#### Description of the task:
Return the rows below line for line without any changes, but leave out the pictures.

Start of Provided records

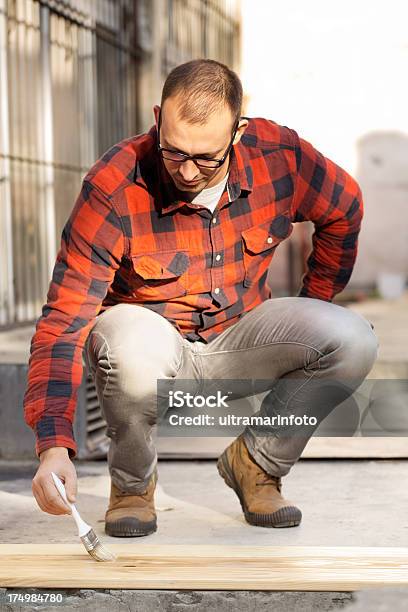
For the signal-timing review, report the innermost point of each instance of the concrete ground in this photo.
(347, 502)
(344, 503)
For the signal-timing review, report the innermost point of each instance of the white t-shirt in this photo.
(210, 197)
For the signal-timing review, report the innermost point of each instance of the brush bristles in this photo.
(95, 548)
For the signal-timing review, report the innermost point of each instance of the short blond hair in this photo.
(203, 87)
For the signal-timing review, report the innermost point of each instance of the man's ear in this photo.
(156, 110)
(243, 124)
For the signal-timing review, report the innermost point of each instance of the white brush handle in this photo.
(83, 528)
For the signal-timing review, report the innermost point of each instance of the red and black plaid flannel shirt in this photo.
(129, 239)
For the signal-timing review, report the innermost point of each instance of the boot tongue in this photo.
(262, 477)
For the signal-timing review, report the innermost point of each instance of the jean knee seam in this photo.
(108, 359)
(299, 388)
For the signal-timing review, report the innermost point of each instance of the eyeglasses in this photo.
(201, 162)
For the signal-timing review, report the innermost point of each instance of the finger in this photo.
(71, 487)
(39, 498)
(53, 498)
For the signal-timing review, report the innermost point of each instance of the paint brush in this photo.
(87, 535)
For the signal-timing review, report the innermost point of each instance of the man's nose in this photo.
(189, 170)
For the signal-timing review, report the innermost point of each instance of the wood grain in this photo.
(140, 566)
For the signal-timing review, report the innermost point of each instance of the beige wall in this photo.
(337, 73)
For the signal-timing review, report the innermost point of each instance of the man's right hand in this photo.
(56, 460)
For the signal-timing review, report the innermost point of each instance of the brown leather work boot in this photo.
(258, 491)
(131, 515)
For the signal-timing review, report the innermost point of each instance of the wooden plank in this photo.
(139, 566)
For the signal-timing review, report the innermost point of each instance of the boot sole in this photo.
(129, 527)
(289, 516)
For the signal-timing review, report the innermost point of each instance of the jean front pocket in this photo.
(160, 275)
(259, 244)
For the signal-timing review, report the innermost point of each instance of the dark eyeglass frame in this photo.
(195, 158)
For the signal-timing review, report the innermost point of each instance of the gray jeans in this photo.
(293, 339)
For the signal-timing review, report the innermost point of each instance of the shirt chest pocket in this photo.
(258, 247)
(160, 276)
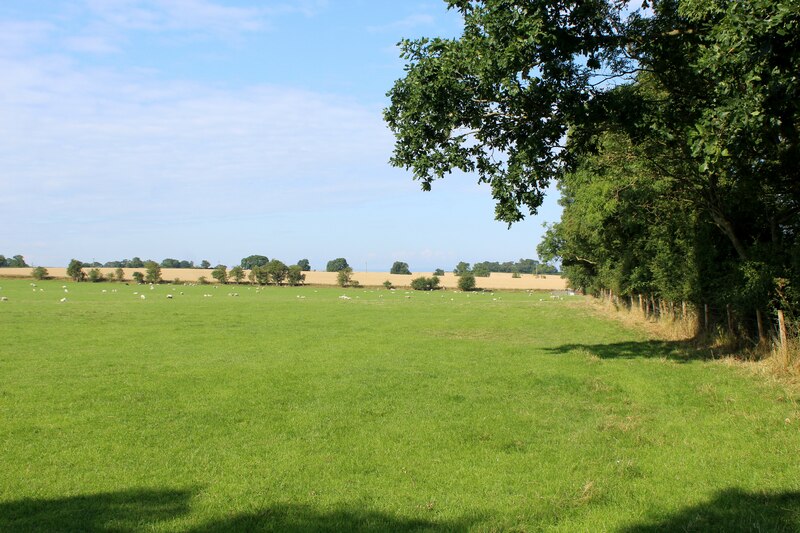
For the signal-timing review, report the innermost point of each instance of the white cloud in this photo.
(17, 37)
(404, 24)
(194, 15)
(100, 144)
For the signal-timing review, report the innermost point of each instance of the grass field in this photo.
(292, 409)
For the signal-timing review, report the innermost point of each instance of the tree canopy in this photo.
(673, 132)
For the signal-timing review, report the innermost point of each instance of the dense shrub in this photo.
(425, 284)
(75, 270)
(399, 267)
(337, 265)
(295, 275)
(344, 277)
(220, 273)
(466, 282)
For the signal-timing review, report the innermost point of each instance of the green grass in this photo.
(441, 411)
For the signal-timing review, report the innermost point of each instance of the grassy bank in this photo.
(291, 408)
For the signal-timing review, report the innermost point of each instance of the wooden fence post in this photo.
(730, 318)
(784, 339)
(762, 336)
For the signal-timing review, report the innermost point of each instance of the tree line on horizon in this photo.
(16, 261)
(481, 269)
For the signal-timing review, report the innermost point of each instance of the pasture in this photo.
(292, 409)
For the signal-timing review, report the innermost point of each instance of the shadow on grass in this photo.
(114, 511)
(733, 510)
(138, 510)
(298, 518)
(680, 351)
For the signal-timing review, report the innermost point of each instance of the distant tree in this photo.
(153, 272)
(344, 278)
(251, 261)
(337, 265)
(260, 274)
(481, 271)
(425, 284)
(466, 282)
(39, 273)
(295, 275)
(237, 273)
(277, 271)
(75, 270)
(399, 267)
(95, 275)
(17, 262)
(461, 268)
(220, 273)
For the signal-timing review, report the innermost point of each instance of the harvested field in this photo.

End of Provided records

#### Answer to the problem:
For the signal-timing review, report the innermost point of each instance of the concrete ground in this photo.
(347, 502)
(344, 503)
For the signal-timing review, report the innermost point of each instance of the white t-shirt in this photo.
(210, 197)
For the signal-timing review, report the innermost point of each instance of the brush bristles in this photo.
(95, 548)
For the signal-timing review, report the innermost point of each instance of the short blond hair in this photo.
(203, 87)
For the signal-timing review, report the innermost point of each instance of the man's ear in this photo.
(156, 110)
(243, 124)
For the signal-timing review, report the innermost point of each instance of the white brush handle in this photo.
(83, 528)
For the signal-timing review, report the innermost point of each instance of the red and black plaid flannel shirt in this photo.
(129, 239)
For the signal-timing review, report the innermost point of each instance of the boot tongue in this photo.
(262, 477)
For the signal-timing review, report the innermost point of each instance of the jean knee seam in this photo.
(108, 359)
(299, 388)
For the signal-timing review, report the innermost point of each instance of the eyeglasses in this photo.
(201, 162)
For the signal-timing review, report the innermost point of each instance of the finger in this photo.
(71, 487)
(39, 498)
(53, 498)
For the signal-timing review, report the innermost point of each instance of the paint brush in this photo.
(87, 535)
For the signal-timing review, report the innermost point of each instance of the man's nose in this photo.
(189, 170)
For the signal-timing review, report the innermost point of each instance of the wood grain in this photo.
(140, 566)
For the signal-timing review, report the innermost point of each instance of the beige wall in this photo.
(337, 73)
For the signal-timing review, report the innermost point of each instance of the man's right hand in this photo.
(56, 460)
For the signal-timing review, report the innermost point of each instance of the brown leather work boot in this photo.
(258, 491)
(131, 515)
For the signal-timing review, report the innermost point of each instance of the wooden plank in this photo.
(139, 566)
For the signal-timing review, report the innermost point of each instance of the boot sole in this photo.
(129, 527)
(289, 516)
For the signal-timing review, report the innermost point of each instance of the jean front pocket in this photo.
(160, 275)
(259, 244)
For the signal-timing review, report the innermost point of each instance of the dark eyeglass frame in this photo.
(195, 158)
For the signal-timing review, report the innermost point of each instance of the gray jeans in this photo.
(293, 339)
For the signal-timing review, report the innermost point of each instance of the shirt chest pocket in this photo.
(258, 247)
(160, 276)
For the signal-timing review, report the innermost point of each instance of the white cloud in this photo.
(17, 37)
(404, 24)
(194, 15)
(100, 144)
For the signal-timing review, report the innermost point of each instance of the grass field in this photo.
(292, 409)
For the signal-timing review, report the innermost point of each instance of the tree canopy in this photo.
(673, 132)
For the signal-timing review, report the innermost point of each instance of the dense shrub in this photo.
(425, 284)
(75, 270)
(399, 267)
(337, 265)
(295, 275)
(344, 277)
(220, 273)
(466, 282)
For the signal-timing review, report the innermost point of each instance of the green grass in this photo.
(441, 411)
For the signal-timing review, report the innermost point of each instance of the grassy bank in this photo.
(291, 408)
For the signal-timing review, report the innermost point of each instance of the wooden fence post in this photo.
(730, 318)
(784, 339)
(762, 336)
For the signal-timing review, report the innermost point of each instance of the tree line on horizon in this photo.
(16, 261)
(481, 269)
For the signal-timing review, report the innermost point of each instance of the pasture in this photo.
(292, 409)
For the signal-timing review, report the innermost point of each instance of the shadow on grass in this photo.
(114, 511)
(733, 510)
(138, 510)
(298, 518)
(680, 351)
For the signal-timing review, report the innermost point of each instance of the distant tree in this photo.
(153, 272)
(344, 278)
(251, 261)
(337, 265)
(260, 274)
(481, 271)
(425, 284)
(466, 282)
(39, 273)
(295, 275)
(237, 273)
(277, 271)
(75, 270)
(399, 267)
(95, 275)
(17, 262)
(461, 268)
(220, 273)
For the signal-timing review, report the innermost point of each instance of the harvested field in this photo.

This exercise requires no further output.